+++ LISTED ENTRIES
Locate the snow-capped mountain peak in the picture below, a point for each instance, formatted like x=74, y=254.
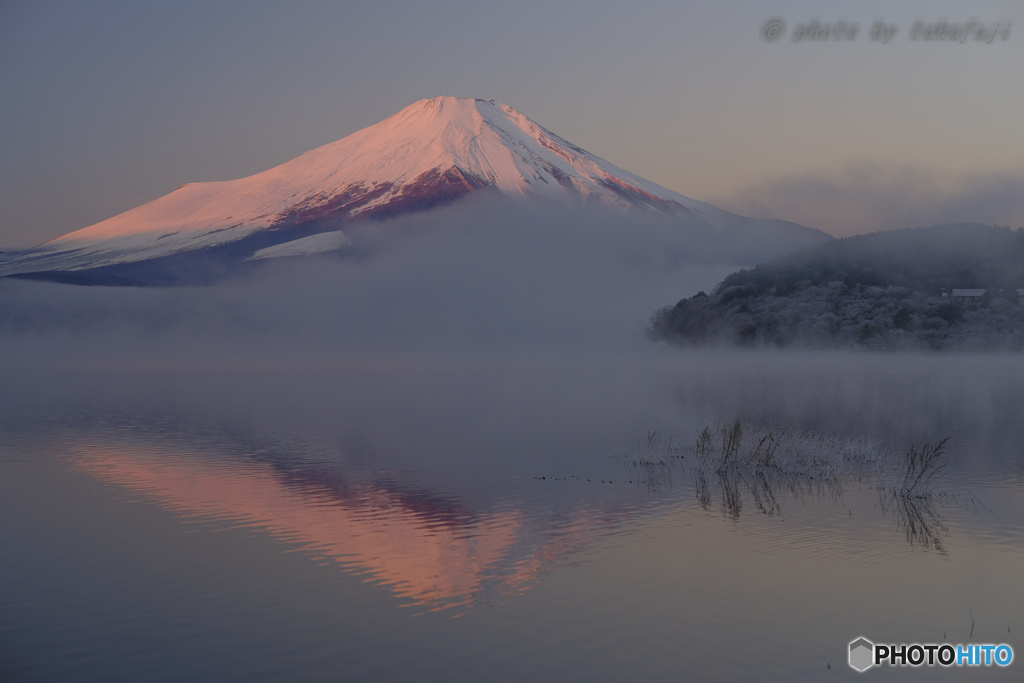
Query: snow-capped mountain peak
x=429, y=154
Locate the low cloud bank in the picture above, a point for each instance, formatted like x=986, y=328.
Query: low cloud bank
x=867, y=198
x=459, y=280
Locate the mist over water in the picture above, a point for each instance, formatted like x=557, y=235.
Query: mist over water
x=309, y=472
x=453, y=280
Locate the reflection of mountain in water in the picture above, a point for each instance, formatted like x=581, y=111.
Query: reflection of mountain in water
x=428, y=549
x=733, y=466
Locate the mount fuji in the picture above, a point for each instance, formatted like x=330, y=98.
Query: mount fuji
x=433, y=153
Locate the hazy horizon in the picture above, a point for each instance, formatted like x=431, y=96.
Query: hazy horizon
x=111, y=105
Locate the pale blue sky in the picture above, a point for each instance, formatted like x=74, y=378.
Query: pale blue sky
x=108, y=104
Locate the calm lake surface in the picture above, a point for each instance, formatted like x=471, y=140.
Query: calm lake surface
x=478, y=517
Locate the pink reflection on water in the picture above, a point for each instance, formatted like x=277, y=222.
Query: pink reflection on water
x=423, y=550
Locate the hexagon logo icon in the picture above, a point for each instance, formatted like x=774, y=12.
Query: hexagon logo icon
x=861, y=653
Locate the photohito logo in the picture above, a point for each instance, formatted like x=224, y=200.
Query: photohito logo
x=864, y=654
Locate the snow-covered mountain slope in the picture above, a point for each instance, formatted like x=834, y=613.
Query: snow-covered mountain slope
x=430, y=154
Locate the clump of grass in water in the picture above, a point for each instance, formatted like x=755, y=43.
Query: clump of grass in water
x=791, y=451
x=919, y=468
x=765, y=461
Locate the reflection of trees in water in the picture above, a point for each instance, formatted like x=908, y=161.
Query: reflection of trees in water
x=733, y=464
x=918, y=516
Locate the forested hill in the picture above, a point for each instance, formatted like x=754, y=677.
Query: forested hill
x=883, y=290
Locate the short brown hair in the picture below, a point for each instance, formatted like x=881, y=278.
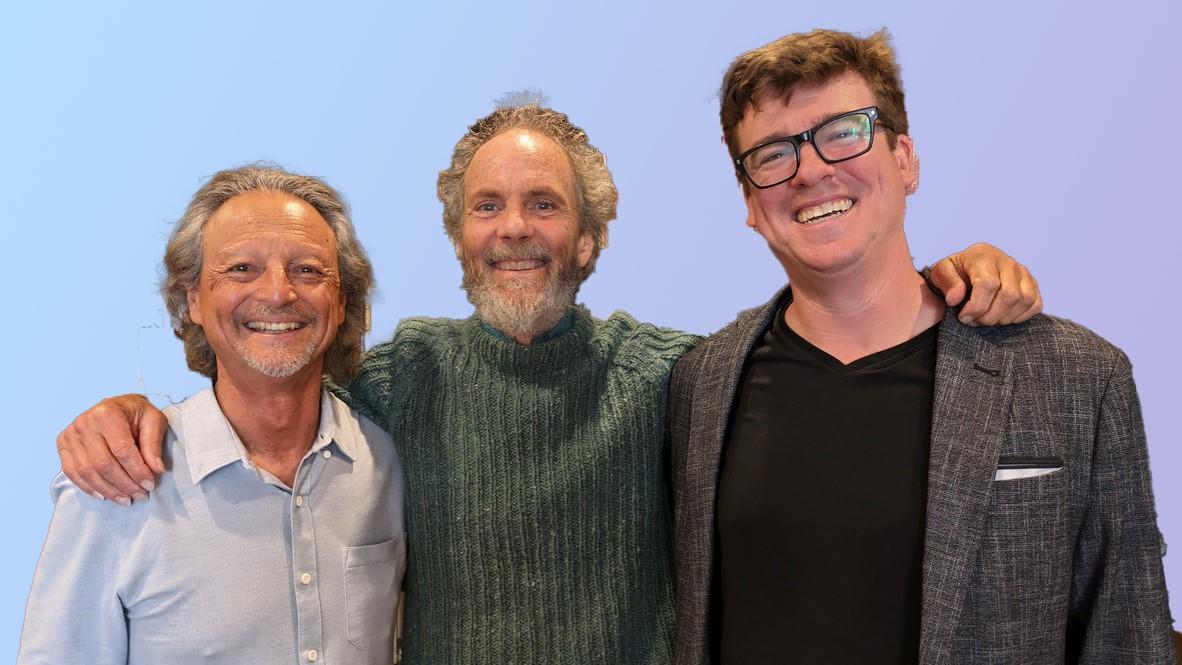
++++++
* TO DO *
Format every entry above as a numbered list, one line per item, with blank lines and pictures left out.

* RESULT FOR THIS EXERCISE *
1. Locate the snow-capped mountain peak in the picture below, a point for each instance, formatted like x=74, y=254.
2. Query: snow-capped mountain peak
3. x=429, y=154
4. Locate the low cloud bank in the picture above, a point for each instance, formatted like x=986, y=328.
5. Query: low cloud bank
6. x=867, y=198
7. x=459, y=280
8. Locate the mist over water in the picture above, a point for each instance, formatted like x=557, y=235.
9. Query: mist over water
10. x=309, y=472
11. x=453, y=280
12. Locate the reflection of mountain in water in the picture above, a point for each instance, formatted like x=581, y=111.
13. Query: reflection of mountain in water
14. x=428, y=549
15. x=733, y=466
16. Locate the mount fuji in the picture above, a point for each instance, formatted like x=330, y=98.
17. Query: mount fuji
18. x=433, y=153
19. Locate the hazy horizon in the picture above, a point for each instance, formatted like x=431, y=96.
20. Query: hazy horizon
21. x=111, y=105
22. Locate the pale blue sky in the picture above, a point for each instance, formatted like x=74, y=378.
23. Query: pale blue sky
24. x=108, y=104
25. Locate the calm lake surface in the picture above, a point for each instance, formatted like x=471, y=140.
26. Query: calm lake surface
27. x=478, y=517
28. Locate the pink reflection on water in the picture above, a point for each instance, formatted like x=277, y=222.
29. Query: pink reflection on water
30. x=423, y=550
31. Locate the hexagon logo icon in the picture above, a point for each instance, formatted like x=774, y=12.
32. Query: hexagon logo icon
33. x=861, y=653
34. Locate the photohito logo in the picture above, a point for each instance, formatted like x=224, y=200.
35. Query: photohito logo
36. x=864, y=654
37. Locate the snow-covered mountain slope in the picture above, a point for each instance, formatted like x=834, y=613.
38. Query: snow-covered mountain slope
39. x=430, y=154
40. Locate the clump of grass in water in the picture above, a point for each instance, formatted like x=755, y=43.
41. Query: clump of grass in water
42. x=791, y=451
43. x=919, y=468
44. x=765, y=461
45. Locate the reflection of trees in water in the picture above, a point for each instance, formatted like x=908, y=161.
46. Query: reflection of trees in water
47. x=733, y=464
48. x=918, y=516
49. Locate the forested hill in the picture above, a point for each instance, formatted like x=754, y=677.
50. Query: forested hill
51. x=883, y=290
52. Locate the short brown hair in the picture below, a point for each instance, formatted like x=881, y=278.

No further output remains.